* _What is required_: Can you pull every line out of the data below and copy each one word for word, without changing anything?

^^^^^^^^^^^^^^^^

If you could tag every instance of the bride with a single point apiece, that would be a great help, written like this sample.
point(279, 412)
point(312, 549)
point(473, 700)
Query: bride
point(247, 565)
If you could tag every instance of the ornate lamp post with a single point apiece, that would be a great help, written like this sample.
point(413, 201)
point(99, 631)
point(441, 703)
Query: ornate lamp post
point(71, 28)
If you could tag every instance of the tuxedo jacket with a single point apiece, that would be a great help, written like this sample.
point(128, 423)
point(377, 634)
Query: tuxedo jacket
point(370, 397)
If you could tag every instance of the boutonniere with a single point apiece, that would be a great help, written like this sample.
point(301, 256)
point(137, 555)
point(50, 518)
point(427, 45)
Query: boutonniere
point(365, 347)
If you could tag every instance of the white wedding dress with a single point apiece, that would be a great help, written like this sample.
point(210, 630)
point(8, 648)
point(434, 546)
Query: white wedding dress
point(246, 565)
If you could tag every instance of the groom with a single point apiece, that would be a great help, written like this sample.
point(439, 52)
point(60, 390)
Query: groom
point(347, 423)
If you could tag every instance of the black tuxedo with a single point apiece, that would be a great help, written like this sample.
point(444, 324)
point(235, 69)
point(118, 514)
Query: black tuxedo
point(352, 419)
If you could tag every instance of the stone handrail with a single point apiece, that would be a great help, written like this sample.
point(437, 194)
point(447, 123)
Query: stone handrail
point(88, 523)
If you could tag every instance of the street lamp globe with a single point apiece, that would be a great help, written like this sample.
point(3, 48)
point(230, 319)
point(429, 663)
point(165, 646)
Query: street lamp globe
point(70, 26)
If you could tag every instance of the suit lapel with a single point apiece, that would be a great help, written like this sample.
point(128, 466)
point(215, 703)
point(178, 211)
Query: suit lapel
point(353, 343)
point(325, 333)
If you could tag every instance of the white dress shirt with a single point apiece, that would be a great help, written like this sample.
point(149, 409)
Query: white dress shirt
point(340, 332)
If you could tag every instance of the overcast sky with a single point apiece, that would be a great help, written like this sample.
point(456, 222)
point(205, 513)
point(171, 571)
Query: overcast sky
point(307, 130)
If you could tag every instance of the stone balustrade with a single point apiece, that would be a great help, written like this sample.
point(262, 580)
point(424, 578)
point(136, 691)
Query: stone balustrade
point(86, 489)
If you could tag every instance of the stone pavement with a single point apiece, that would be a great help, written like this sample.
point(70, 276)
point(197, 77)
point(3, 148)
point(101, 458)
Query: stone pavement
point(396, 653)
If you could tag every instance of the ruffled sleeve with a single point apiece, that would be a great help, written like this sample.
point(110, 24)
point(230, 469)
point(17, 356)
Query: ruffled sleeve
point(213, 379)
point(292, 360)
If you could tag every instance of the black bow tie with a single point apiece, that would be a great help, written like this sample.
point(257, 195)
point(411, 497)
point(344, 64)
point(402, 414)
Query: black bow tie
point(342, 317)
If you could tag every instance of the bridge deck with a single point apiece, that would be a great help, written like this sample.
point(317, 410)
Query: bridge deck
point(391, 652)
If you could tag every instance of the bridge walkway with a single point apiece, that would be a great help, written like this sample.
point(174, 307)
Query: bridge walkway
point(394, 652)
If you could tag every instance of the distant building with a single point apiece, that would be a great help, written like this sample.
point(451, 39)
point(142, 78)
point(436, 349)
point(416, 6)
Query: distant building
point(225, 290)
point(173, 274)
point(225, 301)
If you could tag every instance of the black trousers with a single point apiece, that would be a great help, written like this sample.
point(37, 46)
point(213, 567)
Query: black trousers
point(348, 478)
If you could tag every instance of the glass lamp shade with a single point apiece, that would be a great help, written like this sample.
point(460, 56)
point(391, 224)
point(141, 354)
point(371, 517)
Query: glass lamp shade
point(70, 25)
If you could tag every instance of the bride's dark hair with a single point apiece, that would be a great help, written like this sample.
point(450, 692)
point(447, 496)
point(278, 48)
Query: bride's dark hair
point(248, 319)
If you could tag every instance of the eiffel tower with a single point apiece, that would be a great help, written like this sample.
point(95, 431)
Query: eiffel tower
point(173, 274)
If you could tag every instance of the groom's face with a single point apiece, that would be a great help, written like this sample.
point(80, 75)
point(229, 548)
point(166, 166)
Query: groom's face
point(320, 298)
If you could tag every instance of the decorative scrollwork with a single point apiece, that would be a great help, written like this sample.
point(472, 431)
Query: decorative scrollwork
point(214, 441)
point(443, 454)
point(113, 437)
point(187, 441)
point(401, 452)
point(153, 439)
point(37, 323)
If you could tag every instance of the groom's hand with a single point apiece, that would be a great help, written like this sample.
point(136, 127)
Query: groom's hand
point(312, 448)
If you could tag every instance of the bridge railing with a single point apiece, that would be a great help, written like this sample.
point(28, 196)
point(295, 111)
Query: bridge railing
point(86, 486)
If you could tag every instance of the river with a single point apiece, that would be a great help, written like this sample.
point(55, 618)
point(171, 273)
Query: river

^^^^^^^^^^^^^^^^

* _Solution below_:
If you could tag every instance of the bride with a single point apiece, that would be a great help, written like this sample.
point(279, 412)
point(312, 549)
point(473, 700)
Query: bride
point(247, 565)
If you could tag every instance of the ornate lamp post with a single point apiece, that would be a great help, written like this sample.
point(413, 201)
point(99, 631)
point(441, 703)
Query: ornate lamp post
point(71, 28)
If you could tag every instance of the tuxedo jacket with a single point apiece, that would be a great help, written like this sample.
point(128, 423)
point(377, 634)
Query: tuxedo jacket
point(370, 397)
If you could tag every instance of the boutonniere with a single point apiece, that would be a great help, written like this sample.
point(301, 256)
point(137, 555)
point(50, 518)
point(427, 45)
Query: boutonniere
point(365, 347)
If you could tag every instance of the white wedding dress with a single point apiece, that would be a great help, written like this sample.
point(210, 630)
point(8, 648)
point(434, 546)
Query: white wedding dress
point(246, 565)
If you could tag every instance of the groom with a single point apiece, that would be a great help, written like this sample.
point(439, 52)
point(60, 390)
Query: groom
point(347, 423)
If you could tag every instance of the black tuxedo with a single point apiece, that would be a great help, written like this sample.
point(444, 324)
point(235, 69)
point(118, 514)
Query: black tuxedo
point(352, 419)
If you could tag every instance of the stone handrail with a single point apiece, that would be a great help, written like this sample.
point(437, 194)
point(447, 123)
Query: stone handrail
point(88, 523)
If you could tag every instance of the street lamp globe with a single point apiece, that would be a great help, written like this sample.
point(3, 48)
point(230, 319)
point(429, 663)
point(165, 646)
Query: street lamp globe
point(70, 26)
If you could tag every instance of the suit lapel with a single point apiece, that would be a great help, written like this sample.
point(128, 466)
point(215, 703)
point(178, 211)
Query: suit lapel
point(353, 343)
point(325, 333)
If you could tag every instance of the white dress shirt with a single point apiece, that would be a great help, written like this sample.
point(149, 409)
Query: white dress shirt
point(340, 332)
If you could tag every instance of the overcast sky with a single point apiece, that would be a great help, written like this sample.
point(456, 222)
point(205, 513)
point(171, 571)
Query: overcast sky
point(307, 130)
If you could tag every instance of the stone balustrade with a single point apiece, that would be a great help, written like this sample.
point(262, 580)
point(424, 578)
point(136, 691)
Query: stone balustrade
point(86, 489)
If you could tag every instance of the stone pavement with a single point apiece, that would be a great help, written like this sample.
point(70, 276)
point(197, 77)
point(3, 148)
point(101, 458)
Query: stone pavement
point(396, 653)
If you could tag every instance of the ruffled sleeve with a single point apiece, that would be a great help, written like this sample.
point(110, 24)
point(230, 469)
point(17, 356)
Query: ruffled sleeve
point(213, 379)
point(292, 360)
If you could tag every instance of the black bow tie with a single point apiece, that would be a great help, written like this sample.
point(257, 195)
point(411, 497)
point(344, 64)
point(402, 414)
Query: black bow tie
point(342, 317)
If you could tag every instance of the bridge deck with a single point apiece, that would be a great help, written like this sample.
point(317, 410)
Query: bridge deck
point(391, 652)
If you could tag every instance of the bridge walkway with a single point apiece, that would be a great help, written like this sample.
point(174, 307)
Query: bridge walkway
point(394, 652)
If you could tag every instance of the distant building with a single point apiece, that would be a great help, written like this sample.
point(451, 39)
point(142, 78)
point(436, 349)
point(416, 6)
Query: distant building
point(225, 290)
point(173, 274)
point(225, 301)
If you could tag every instance of the black trousers with a single point apiece, that would be a great help, written like this sample.
point(37, 46)
point(213, 567)
Query: black trousers
point(348, 478)
If you could tag every instance of the glass lamp shade with a single point apiece, that would be a great help, written like this sample.
point(460, 56)
point(391, 224)
point(141, 354)
point(371, 517)
Query: glass lamp shade
point(70, 25)
If you could tag every instance of the bride's dark hair with a single point apiece, that would be a great help, written like this sample.
point(450, 692)
point(447, 496)
point(278, 48)
Query: bride's dark hair
point(248, 319)
If you could tag every instance of the eiffel tower with a single point apiece, that would be a great help, written like this sample.
point(95, 431)
Query: eiffel tower
point(173, 274)
If you could tag every instance of the groom's face with a single point apiece, that would be a great help, written like this sample.
point(80, 75)
point(229, 548)
point(166, 166)
Query: groom's face
point(320, 298)
If you could tag every instance of the decorative scrollwork with a single point apiece, that would be a great help, written like this sample.
point(472, 431)
Query: decorative scrollwork
point(214, 441)
point(443, 454)
point(113, 437)
point(187, 441)
point(401, 452)
point(153, 439)
point(37, 323)
If you could tag every instance of the groom's hand with a single point apiece, that would be a great help, written like this sample.
point(136, 127)
Query: groom's hand
point(312, 448)
If you could tag every instance of the bridge railing with a single point apiece, that would be a great help, written like this sample.
point(28, 196)
point(295, 111)
Query: bridge railing
point(86, 486)
If you could tag every instance of the river with a single point apiece, that would be a great help, written like this sample.
point(55, 618)
point(171, 273)
Query: river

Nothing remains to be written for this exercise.